> The request
Show each line in the listing below that contains the string "white". Case matters.

-------- Entries supplied --------

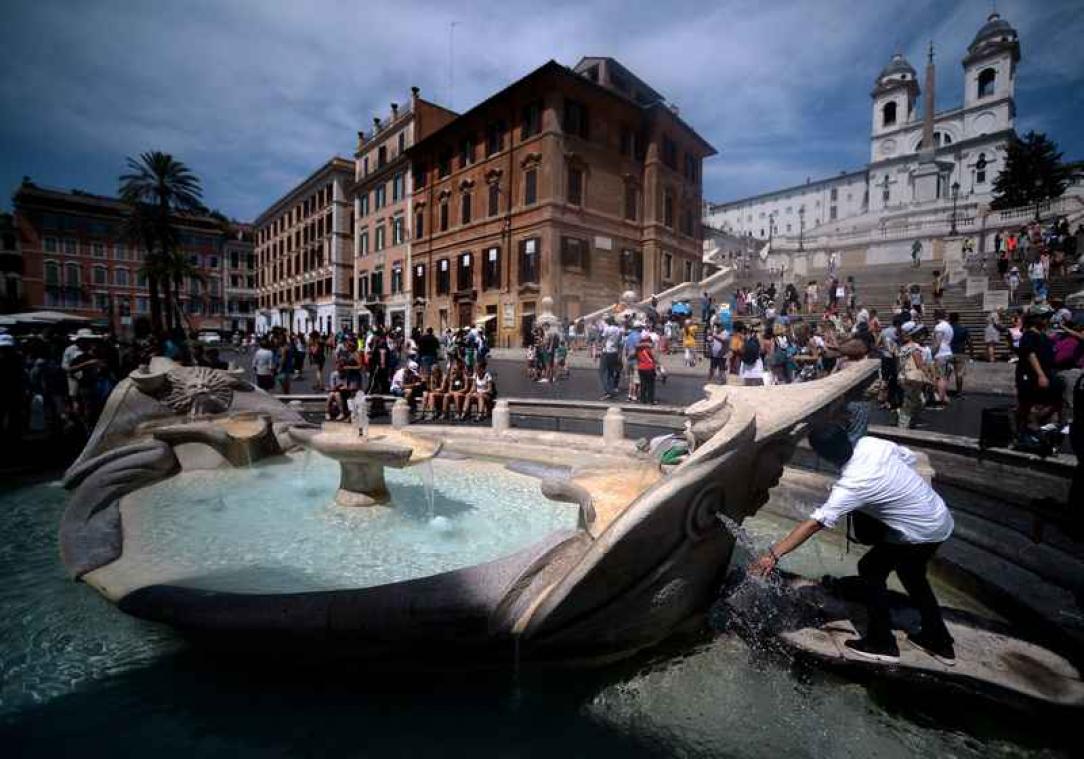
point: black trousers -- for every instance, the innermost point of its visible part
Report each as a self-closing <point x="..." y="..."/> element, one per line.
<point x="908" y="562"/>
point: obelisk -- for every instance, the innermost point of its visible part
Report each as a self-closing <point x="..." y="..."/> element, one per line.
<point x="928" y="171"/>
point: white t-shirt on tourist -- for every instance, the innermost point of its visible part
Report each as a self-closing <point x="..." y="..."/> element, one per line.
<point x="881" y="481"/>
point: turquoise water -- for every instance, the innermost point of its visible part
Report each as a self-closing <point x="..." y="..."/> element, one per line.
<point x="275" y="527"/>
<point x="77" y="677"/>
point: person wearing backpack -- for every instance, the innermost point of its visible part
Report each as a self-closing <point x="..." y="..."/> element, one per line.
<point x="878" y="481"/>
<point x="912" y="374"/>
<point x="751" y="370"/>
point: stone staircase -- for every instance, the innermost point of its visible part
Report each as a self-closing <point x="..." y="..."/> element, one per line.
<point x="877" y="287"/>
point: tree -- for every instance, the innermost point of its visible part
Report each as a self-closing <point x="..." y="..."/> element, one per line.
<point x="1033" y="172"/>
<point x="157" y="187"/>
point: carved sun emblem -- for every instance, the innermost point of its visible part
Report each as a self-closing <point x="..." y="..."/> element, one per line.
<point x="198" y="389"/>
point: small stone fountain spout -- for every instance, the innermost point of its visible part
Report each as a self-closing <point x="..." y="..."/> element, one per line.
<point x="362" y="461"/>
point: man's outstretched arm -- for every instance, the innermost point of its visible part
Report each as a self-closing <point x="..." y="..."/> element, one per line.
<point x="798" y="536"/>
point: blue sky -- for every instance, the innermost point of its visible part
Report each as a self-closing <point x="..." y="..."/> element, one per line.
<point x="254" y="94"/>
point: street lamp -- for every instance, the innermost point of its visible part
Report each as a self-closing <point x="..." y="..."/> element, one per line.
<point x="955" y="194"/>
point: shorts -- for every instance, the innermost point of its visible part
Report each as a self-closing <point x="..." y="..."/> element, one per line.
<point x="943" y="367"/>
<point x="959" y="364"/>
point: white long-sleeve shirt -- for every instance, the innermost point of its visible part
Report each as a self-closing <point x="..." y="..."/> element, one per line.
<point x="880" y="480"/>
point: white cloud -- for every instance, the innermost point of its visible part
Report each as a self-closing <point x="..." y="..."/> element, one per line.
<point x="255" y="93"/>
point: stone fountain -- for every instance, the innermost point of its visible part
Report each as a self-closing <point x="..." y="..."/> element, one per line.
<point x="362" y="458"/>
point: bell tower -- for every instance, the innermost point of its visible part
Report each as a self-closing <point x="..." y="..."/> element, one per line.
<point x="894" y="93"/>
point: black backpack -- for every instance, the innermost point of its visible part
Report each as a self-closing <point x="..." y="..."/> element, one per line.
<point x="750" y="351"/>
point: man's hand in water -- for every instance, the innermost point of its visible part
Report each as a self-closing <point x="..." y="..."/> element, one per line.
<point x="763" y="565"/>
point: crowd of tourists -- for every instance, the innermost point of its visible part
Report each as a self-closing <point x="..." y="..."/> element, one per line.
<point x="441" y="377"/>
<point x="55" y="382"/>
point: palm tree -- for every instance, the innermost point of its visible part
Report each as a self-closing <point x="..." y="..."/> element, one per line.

--------
-------- Entries supplied --------

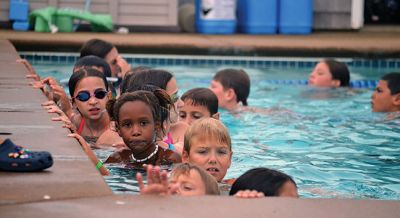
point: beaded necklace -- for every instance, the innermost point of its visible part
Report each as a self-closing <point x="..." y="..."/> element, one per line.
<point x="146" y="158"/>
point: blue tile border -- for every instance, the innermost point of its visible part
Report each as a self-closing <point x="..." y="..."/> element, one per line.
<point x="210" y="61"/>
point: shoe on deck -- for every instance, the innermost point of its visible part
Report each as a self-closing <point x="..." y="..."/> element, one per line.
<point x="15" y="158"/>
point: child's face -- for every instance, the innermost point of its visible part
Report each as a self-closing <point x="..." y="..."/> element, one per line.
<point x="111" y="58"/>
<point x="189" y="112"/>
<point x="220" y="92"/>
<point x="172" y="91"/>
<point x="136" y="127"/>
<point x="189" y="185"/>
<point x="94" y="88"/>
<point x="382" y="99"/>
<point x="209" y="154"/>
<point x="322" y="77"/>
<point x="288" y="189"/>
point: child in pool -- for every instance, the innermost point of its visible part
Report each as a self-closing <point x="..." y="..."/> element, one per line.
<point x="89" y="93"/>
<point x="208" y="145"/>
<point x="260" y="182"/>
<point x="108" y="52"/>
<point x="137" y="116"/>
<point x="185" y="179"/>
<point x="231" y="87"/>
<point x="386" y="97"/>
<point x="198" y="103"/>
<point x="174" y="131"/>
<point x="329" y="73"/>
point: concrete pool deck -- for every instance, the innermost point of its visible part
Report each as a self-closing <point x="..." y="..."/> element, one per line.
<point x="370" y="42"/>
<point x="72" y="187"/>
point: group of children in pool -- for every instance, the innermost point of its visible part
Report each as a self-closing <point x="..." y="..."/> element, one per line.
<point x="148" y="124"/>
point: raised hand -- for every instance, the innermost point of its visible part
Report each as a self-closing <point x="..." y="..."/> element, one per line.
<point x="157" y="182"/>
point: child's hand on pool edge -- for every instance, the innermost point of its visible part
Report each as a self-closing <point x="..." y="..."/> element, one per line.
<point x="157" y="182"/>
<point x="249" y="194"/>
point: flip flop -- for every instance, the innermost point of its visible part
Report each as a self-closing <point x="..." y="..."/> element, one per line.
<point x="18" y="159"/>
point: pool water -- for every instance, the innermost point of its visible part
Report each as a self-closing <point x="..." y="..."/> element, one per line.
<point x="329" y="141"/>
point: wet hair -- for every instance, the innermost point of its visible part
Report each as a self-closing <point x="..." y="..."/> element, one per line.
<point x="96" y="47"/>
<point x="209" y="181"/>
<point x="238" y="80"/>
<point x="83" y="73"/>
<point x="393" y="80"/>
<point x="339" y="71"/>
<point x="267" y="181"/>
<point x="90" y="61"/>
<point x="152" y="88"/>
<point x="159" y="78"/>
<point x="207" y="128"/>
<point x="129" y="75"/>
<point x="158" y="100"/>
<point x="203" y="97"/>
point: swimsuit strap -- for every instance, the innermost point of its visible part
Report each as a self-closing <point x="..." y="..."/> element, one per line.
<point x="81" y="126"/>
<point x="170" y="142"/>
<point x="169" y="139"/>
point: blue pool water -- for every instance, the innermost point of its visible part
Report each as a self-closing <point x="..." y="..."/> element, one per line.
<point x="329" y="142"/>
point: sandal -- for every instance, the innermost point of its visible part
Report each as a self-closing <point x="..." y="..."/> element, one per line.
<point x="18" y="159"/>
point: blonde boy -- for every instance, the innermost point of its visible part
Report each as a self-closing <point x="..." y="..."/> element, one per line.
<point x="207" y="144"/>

--------

> Written response
point: white t-shirt on tourist -- for every instance, the innermost point of its visible part
point: white long-sleeve shirt -- for every instance, the innermost point of its visible part
point: white cloud -- for every instance, the innermost point of its visible part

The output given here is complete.